■ **Exercise goal**
Copy out the lines below word for word, but leave the pictures out.
++++++++++++++++++++
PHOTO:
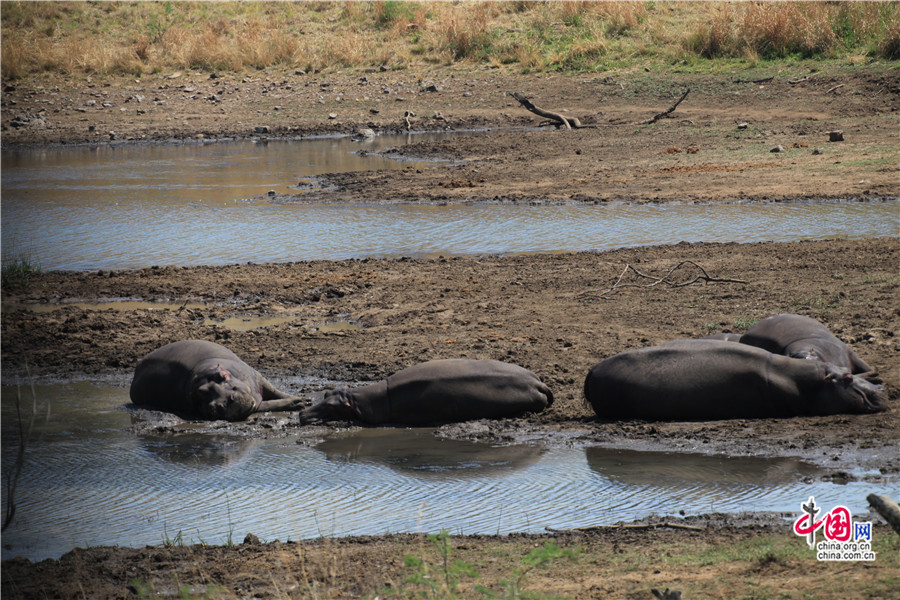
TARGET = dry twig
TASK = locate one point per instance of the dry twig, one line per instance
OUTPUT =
(567, 122)
(666, 279)
(666, 113)
(24, 434)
++++++++++++++++++++
■ **Written solution**
PHOTO:
TARGET = dry twig
TASK = locate one point per instance of the dry twig, one line per instance
OUTPUT =
(567, 122)
(666, 279)
(666, 113)
(24, 434)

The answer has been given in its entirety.